College for me. College for my future kid. And depending on what's left, awesome yet ultimately pointless stuff! Oh yeah, and charity... that's nice too :)
Leave huge tips at cheap diners to freak out the waitstaff. Buy a homeless guy a fully stocked RV, videotape it, and see if you can make it go viral. Set up a charity under an obviously fake name, something like "Ivanna Tinkle," and watch the media have fun with it. Start your own gameshow. Fill a small pool with jello or corn starch and water like you always wanted to do when you were a kid. Hire a bunch of people and prank a small town somehow, like leaving an identical lawn gnome on every doorstep, or organizing a huge impromptu scavenger hunt. Have a ball pit installed in your home. Have a superhero costume custom-made and go bungee jumping in it. Walk into a small store and announce that you want to buy everything in it. Stop people on the street and offer them large sums of money for their clothing. Scatter quarters all over a playground and watch small children have their days made when they find them.
Just think about it. I'm sure you'll find ways to have fun.
I really want to be rich...
I like you. You have phenomenal ideas haha
Just for this, I hope that you win the lottery or invent something and become a billionaire, and then move to my city so I can witness all of these things.

» **Given records**
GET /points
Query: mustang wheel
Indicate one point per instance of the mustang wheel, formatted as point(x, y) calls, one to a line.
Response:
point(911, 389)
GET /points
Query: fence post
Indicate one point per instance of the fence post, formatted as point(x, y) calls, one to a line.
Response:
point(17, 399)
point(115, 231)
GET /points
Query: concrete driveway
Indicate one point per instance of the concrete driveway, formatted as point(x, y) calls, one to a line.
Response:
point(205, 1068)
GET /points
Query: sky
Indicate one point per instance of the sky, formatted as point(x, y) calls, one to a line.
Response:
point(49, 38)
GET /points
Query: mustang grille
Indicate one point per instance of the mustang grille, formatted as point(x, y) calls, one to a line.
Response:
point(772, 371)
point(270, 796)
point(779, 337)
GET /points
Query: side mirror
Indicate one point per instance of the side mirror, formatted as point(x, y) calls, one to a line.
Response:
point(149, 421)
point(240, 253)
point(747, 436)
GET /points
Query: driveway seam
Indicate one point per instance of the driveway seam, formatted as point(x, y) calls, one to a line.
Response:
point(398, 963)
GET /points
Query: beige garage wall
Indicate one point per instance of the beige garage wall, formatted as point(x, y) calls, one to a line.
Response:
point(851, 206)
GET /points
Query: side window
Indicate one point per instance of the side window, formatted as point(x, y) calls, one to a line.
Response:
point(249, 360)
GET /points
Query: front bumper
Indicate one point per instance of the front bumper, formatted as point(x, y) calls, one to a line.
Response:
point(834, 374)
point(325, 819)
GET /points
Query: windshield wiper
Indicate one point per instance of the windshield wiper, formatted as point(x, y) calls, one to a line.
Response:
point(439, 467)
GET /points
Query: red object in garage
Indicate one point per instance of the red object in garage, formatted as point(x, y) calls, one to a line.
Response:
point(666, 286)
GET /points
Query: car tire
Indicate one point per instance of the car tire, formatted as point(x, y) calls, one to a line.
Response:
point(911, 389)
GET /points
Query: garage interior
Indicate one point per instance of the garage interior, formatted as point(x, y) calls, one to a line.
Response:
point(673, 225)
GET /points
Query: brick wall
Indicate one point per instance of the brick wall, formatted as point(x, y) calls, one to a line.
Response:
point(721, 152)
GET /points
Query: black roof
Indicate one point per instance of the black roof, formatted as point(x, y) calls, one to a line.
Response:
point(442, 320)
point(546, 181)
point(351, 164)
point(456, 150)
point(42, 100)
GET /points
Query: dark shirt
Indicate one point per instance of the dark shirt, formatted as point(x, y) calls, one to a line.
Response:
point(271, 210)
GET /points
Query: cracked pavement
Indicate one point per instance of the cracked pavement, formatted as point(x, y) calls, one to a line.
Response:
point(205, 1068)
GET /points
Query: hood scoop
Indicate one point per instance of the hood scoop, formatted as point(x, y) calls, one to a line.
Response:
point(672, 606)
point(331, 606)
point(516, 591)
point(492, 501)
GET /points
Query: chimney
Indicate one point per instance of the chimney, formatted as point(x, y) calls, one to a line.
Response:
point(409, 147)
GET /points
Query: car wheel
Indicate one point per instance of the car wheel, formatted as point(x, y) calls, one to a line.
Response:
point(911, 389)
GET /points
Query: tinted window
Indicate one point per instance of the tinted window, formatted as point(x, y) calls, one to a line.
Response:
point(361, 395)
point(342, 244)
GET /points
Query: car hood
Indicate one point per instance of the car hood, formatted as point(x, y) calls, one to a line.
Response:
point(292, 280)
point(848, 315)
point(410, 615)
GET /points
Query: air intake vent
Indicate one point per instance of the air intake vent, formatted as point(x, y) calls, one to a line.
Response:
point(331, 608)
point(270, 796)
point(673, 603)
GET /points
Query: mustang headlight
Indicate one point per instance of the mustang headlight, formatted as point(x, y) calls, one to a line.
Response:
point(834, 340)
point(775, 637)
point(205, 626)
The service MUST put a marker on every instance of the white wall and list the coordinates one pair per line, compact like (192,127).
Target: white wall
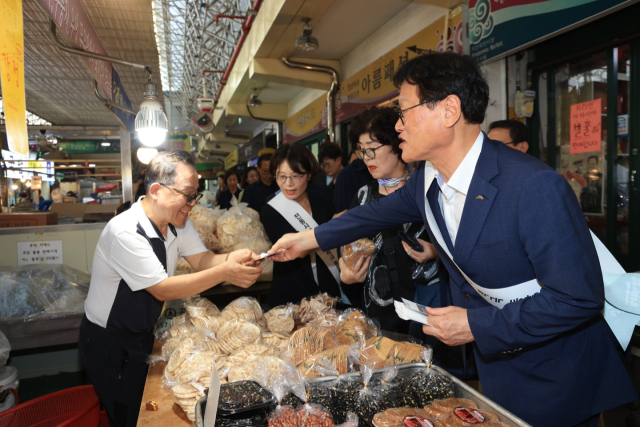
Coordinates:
(496,75)
(413,19)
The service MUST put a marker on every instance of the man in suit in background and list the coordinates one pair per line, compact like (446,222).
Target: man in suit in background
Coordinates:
(524,272)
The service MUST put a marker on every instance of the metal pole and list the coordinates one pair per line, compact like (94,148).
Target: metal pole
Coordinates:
(125,156)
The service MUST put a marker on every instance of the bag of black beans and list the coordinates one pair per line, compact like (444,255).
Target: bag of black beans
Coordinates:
(428,385)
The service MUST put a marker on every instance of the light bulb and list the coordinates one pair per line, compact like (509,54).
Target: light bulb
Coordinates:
(151,123)
(146,154)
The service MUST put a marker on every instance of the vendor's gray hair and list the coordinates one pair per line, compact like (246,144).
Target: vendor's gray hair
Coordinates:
(162,168)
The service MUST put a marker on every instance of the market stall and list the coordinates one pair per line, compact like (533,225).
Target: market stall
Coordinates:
(307,361)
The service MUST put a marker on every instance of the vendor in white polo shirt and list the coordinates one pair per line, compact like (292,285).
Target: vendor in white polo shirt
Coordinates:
(132,275)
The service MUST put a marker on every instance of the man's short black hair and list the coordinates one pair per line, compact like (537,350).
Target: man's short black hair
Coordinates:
(229,173)
(264,158)
(379,123)
(517,130)
(300,159)
(440,74)
(329,150)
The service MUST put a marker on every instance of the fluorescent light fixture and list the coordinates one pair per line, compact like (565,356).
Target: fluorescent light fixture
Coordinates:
(151,123)
(146,154)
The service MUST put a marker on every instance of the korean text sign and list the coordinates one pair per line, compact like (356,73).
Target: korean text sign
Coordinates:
(12,69)
(586,127)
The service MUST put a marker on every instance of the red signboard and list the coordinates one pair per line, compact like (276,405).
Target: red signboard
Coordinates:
(71,18)
(586,127)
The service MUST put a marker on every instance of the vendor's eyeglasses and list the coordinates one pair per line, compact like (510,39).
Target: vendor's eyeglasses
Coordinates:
(190,197)
(369,152)
(294,178)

» **Assignment 1**
Say whether each statement agrees with the text about what to do with a lot of money. Answer yes or no for each and quote the words that decide it.
(a) One idea is to have a ball pit installed at home.
(b) One idea is to scatter dimes all over a playground.
(c) The fake charity name offered as an example is "Ivanna Tinkle."
» **Assignment 2**
In the text about what to do with a lot of money, what item should be left on every doorstep when pranking a small town?
» **Assignment 3**
Carry on the text about what to do with a lot of money from where it stops.

» **Output 1**
(a) Yes: "Have a ball pit installed in your home."
(b) No: "Scatter quarters all over a playground"
(c) Yes: "something like "Ivanna Tinkle,""

» **Output 2**
An identical lawn gnome.

» **Output 3**
a shit load of shit
1 billion Slim Jims.
Your soul.
Too far?
Cooooookiessss!!!
Anything and everything you want.
Not happiness, though..
Or God... that's salvation.
or love.
I don't know, you name a good price, and I just may suddenly be available for a few hundred thousand years.
1. Kittens.
2. Lot's of bibles if you're in to that sort of thing.
3. Kitte... Er. Puppies.
Go on one of those space-shuttle rides that cost a few thousand dollars for a couple of minutes...
Or clothes and shoes and bags....
I've got it! I'll throw parties and invite all the richest people in the state, in hopes that one day my true love, Daisy Buchanan, (who lives across the lake from me), will one day wander in to my mansion. But I'm scared that something might happen to prevent me from getting with her, like hitting her husband's mistress, Myrtle, with my Rolles Royce or something, and then getting shot by her husband George. Nahh..
Good idea, Gatsby, good idea!
I would buy 4,312 Angora rabbits.
http://ctrlv.in/38867
A gold plated monster truck-limo, with built in rocket launchers and hot tub!
If u were maybe charities:))
hookers
Clothes, duh.
broadway tickets.. hehehe
A horse :)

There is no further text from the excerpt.